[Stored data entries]
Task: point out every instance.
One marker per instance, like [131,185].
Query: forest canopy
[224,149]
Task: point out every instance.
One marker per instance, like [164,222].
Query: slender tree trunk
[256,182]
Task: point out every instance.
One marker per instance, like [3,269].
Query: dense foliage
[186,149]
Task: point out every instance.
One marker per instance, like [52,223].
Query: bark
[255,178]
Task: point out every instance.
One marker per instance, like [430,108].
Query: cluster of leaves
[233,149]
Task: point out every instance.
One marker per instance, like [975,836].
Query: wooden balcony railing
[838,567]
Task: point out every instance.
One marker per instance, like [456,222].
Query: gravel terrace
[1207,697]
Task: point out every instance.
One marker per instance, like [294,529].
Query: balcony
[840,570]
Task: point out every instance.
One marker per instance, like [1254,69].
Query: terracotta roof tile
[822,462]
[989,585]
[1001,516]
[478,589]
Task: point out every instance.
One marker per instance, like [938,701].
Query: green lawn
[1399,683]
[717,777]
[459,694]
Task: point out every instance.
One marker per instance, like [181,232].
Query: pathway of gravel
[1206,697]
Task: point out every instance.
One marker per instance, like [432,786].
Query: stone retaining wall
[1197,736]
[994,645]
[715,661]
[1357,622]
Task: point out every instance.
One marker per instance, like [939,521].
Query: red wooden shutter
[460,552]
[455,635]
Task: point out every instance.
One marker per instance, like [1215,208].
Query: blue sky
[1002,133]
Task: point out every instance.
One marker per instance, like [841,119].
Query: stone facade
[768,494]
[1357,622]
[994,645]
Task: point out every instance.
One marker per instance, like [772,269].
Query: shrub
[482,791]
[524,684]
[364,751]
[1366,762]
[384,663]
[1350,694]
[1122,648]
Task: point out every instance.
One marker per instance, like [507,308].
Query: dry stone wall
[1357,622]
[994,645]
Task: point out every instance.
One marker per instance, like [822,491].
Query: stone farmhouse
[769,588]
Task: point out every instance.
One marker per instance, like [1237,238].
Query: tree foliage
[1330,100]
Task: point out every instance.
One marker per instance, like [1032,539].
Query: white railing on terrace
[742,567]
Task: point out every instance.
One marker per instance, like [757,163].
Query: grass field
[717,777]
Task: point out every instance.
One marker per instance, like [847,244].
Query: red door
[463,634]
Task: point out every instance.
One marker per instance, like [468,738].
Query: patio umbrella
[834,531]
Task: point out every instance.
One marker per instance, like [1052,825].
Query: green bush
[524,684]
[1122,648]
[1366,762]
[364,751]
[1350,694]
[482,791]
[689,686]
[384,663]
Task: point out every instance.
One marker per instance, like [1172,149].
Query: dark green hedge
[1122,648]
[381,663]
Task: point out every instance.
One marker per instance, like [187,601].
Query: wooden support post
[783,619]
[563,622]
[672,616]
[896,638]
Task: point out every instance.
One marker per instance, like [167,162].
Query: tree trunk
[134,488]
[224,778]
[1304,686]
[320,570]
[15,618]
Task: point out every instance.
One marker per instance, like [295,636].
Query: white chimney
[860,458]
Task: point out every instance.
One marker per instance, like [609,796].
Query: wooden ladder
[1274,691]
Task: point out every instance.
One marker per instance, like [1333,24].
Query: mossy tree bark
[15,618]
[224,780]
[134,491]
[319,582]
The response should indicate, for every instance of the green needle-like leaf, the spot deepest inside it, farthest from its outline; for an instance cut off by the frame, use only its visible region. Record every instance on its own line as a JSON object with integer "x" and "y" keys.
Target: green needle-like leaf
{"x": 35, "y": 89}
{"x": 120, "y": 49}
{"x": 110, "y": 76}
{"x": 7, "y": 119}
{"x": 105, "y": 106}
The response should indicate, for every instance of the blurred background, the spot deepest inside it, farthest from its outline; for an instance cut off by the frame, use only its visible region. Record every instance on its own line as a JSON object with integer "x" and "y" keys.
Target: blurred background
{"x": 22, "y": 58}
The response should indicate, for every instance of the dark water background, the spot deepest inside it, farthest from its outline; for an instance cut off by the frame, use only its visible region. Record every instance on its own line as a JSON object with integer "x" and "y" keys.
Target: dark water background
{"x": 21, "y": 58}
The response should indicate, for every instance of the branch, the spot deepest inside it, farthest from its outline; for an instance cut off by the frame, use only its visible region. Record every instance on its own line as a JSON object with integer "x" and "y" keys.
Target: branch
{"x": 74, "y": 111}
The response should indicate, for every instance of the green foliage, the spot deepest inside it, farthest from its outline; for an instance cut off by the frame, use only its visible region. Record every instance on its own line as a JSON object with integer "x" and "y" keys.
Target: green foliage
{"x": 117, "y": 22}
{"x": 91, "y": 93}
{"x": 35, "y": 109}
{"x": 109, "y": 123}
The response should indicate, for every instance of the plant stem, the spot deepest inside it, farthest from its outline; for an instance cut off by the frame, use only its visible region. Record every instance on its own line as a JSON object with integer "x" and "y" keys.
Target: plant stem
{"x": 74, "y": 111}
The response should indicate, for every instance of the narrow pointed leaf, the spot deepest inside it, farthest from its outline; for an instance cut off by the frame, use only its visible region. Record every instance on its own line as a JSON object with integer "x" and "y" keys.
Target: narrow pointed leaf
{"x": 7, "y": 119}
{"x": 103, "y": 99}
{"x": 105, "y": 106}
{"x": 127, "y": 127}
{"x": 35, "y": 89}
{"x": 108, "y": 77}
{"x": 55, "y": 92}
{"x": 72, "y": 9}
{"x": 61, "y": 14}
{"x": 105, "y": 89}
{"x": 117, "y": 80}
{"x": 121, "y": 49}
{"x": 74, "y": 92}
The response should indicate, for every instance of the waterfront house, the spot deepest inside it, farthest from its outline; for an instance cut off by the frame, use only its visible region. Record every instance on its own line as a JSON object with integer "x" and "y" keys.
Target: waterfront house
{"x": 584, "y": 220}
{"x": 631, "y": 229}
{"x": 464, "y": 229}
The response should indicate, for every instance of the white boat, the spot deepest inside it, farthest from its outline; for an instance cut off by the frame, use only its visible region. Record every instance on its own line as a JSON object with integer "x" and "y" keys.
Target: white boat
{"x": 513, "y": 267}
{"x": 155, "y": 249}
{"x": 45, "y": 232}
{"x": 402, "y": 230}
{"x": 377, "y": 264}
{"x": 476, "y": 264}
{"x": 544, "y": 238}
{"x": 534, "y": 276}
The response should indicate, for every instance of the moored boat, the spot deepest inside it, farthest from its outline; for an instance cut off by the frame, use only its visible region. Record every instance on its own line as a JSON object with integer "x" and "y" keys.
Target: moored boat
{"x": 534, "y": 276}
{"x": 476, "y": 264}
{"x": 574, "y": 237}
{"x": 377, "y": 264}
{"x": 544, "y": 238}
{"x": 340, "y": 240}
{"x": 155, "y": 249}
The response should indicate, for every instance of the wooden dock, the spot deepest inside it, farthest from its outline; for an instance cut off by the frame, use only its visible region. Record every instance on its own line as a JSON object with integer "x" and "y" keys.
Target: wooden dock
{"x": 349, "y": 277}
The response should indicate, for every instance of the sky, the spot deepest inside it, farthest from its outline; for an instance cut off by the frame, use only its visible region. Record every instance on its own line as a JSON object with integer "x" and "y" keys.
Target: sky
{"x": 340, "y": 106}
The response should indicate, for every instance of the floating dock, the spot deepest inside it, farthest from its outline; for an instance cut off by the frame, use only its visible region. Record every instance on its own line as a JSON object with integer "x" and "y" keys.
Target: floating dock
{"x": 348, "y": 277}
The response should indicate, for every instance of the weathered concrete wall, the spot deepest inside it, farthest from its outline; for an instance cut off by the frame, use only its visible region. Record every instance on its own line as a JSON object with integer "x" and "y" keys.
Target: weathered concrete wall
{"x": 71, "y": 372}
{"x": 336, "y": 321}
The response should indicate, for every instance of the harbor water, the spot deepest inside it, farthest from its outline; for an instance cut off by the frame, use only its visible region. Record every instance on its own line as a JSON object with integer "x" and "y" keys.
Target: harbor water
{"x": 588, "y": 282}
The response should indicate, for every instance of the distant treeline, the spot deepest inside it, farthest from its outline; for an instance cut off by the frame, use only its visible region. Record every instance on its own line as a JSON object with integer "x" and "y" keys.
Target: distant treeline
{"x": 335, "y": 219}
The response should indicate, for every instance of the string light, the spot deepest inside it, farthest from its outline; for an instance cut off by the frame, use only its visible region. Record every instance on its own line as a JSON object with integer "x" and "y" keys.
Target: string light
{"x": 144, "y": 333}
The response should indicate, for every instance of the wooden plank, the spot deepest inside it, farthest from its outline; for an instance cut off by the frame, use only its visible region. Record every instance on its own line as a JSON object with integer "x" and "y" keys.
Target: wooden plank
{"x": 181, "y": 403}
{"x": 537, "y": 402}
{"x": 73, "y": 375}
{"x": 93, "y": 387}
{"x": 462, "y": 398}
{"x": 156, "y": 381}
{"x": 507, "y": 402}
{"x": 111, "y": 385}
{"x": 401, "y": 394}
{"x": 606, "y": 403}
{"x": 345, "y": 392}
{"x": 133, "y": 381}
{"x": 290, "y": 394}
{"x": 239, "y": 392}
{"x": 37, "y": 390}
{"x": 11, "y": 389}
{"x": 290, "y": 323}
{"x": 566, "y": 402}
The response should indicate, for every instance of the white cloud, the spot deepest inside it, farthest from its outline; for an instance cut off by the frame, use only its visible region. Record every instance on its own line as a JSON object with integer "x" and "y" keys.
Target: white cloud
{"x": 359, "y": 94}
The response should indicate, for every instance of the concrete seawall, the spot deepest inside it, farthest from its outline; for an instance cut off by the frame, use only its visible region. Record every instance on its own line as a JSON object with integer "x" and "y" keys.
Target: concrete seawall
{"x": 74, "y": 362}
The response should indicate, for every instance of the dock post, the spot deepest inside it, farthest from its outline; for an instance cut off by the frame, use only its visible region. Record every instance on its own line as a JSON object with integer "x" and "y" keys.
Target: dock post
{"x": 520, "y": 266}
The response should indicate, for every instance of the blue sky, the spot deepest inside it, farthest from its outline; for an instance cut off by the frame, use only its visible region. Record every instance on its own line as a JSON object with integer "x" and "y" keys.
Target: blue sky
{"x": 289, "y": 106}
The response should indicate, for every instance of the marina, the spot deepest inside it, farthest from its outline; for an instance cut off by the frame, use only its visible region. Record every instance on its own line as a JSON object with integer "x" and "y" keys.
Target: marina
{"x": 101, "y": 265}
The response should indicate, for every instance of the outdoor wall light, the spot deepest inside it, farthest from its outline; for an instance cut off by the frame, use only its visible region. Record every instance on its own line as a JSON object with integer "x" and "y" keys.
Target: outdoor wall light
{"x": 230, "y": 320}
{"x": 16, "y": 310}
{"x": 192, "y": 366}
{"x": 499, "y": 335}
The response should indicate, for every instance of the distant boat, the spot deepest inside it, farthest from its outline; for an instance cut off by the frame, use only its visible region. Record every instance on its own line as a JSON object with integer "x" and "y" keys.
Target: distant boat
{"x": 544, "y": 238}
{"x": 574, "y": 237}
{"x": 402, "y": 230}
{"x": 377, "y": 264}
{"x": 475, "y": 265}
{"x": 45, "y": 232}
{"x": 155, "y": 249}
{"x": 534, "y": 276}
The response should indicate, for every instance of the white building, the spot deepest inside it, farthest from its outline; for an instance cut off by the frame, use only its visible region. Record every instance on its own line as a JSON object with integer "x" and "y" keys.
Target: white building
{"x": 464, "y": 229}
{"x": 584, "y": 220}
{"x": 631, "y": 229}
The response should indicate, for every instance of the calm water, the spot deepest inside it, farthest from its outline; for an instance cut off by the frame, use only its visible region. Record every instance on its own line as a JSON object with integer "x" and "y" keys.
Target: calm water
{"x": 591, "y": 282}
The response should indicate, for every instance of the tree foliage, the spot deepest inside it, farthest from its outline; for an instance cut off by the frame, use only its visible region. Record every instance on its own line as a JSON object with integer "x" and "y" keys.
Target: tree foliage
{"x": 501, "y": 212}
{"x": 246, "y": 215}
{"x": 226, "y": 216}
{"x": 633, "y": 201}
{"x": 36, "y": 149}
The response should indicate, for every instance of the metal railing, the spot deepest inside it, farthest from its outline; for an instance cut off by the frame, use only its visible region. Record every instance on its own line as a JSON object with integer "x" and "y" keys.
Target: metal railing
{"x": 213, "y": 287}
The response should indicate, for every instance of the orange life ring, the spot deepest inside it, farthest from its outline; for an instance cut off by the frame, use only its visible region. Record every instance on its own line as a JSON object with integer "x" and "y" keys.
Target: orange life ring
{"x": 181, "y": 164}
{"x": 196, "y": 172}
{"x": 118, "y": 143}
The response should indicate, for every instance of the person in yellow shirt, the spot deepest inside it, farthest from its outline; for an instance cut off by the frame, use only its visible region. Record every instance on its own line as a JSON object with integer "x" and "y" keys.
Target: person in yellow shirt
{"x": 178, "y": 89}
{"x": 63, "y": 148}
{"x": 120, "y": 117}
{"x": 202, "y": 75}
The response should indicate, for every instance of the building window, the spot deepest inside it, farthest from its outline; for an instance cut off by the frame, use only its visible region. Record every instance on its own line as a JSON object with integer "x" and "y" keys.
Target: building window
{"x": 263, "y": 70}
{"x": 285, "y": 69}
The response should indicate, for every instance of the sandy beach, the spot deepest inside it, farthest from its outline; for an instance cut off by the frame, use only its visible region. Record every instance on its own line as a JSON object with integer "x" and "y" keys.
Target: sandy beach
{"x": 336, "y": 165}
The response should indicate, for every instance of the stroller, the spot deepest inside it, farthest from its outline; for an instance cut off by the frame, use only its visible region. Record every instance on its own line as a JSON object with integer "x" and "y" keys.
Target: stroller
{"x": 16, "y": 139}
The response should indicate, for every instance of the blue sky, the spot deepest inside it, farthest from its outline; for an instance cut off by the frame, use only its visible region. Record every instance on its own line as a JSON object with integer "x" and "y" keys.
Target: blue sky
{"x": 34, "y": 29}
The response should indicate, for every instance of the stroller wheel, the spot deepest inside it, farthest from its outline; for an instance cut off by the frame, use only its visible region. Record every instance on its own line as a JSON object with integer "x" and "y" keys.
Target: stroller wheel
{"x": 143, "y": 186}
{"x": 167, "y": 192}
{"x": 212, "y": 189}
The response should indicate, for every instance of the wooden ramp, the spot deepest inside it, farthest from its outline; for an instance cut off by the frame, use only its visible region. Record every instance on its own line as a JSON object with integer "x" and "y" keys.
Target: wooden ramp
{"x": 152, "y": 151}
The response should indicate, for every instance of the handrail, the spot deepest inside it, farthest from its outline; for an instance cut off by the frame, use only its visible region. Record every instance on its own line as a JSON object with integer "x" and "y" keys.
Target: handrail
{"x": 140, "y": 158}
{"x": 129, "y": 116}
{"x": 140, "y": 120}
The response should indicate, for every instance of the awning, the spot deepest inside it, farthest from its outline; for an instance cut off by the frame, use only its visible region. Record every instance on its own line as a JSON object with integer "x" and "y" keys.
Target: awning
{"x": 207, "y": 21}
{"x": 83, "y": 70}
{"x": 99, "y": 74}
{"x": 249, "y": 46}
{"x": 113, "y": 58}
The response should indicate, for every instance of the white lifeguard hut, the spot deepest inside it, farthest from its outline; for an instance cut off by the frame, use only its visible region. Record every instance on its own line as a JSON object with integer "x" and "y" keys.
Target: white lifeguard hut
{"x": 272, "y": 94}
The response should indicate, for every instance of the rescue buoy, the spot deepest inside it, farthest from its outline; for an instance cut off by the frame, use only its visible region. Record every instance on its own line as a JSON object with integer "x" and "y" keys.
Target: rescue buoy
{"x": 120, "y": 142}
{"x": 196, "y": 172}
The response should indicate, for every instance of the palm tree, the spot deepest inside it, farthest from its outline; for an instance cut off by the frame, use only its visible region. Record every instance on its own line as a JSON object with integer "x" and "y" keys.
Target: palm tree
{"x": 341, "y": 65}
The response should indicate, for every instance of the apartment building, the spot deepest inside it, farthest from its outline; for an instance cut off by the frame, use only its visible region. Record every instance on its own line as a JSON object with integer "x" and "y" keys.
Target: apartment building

INSTRUCTIONS FOR THE TASK: Go through the records above and copy every line with the word "apartment".

EXERCISE ANSWER:
The response should indicate, for every instance of the apartment building, the spot deepest inside it, farthest from its outline; for an instance cut off by the frame, use only its visible region. Record every instance on its own line as a JSON object with integer "x" and "y" keys.
Target: apartment building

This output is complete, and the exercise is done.